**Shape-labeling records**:

#####

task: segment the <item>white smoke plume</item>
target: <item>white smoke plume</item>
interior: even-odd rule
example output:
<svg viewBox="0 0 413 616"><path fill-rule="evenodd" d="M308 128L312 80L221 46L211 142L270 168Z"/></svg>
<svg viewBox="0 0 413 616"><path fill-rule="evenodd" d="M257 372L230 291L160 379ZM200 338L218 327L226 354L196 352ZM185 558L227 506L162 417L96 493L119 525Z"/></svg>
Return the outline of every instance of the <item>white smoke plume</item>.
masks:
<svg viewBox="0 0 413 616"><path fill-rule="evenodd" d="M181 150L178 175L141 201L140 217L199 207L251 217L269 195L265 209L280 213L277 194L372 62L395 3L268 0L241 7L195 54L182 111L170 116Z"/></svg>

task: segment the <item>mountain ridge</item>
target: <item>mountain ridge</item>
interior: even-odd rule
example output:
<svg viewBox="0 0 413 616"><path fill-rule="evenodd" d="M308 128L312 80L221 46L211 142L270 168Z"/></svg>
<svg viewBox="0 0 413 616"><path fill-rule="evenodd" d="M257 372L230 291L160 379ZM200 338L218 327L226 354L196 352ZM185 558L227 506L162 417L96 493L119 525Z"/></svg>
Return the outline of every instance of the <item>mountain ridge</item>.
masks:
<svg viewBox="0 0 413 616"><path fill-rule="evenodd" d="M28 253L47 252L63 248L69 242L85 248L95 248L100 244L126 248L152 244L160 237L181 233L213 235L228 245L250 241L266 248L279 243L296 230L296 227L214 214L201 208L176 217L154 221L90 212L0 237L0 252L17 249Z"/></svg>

#####

**Exercise task**:
Reproduce the items word for word, from the line containing "task: segment the <item>mountain ridge</item>" up to and including the last line of the items.

**The solution**:
task: segment the <item>mountain ridge</item>
target: <item>mountain ridge</item>
interior: even-odd rule
example output:
<svg viewBox="0 0 413 616"><path fill-rule="evenodd" d="M308 128L312 80L221 46L211 142L270 168Z"/></svg>
<svg viewBox="0 0 413 616"><path fill-rule="evenodd" d="M257 372L230 291L160 379ZM200 338L218 327L226 354L196 352ZM185 558L227 506L162 417L96 493L119 525Z"/></svg>
Return the outline of every instance of the <item>mountain ridge</item>.
masks:
<svg viewBox="0 0 413 616"><path fill-rule="evenodd" d="M28 253L47 252L63 248L69 242L85 248L95 248L100 244L126 248L152 244L160 237L181 233L213 235L228 245L250 241L266 248L279 243L296 230L296 227L214 214L201 208L176 217L154 221L90 212L0 237L0 252L17 249Z"/></svg>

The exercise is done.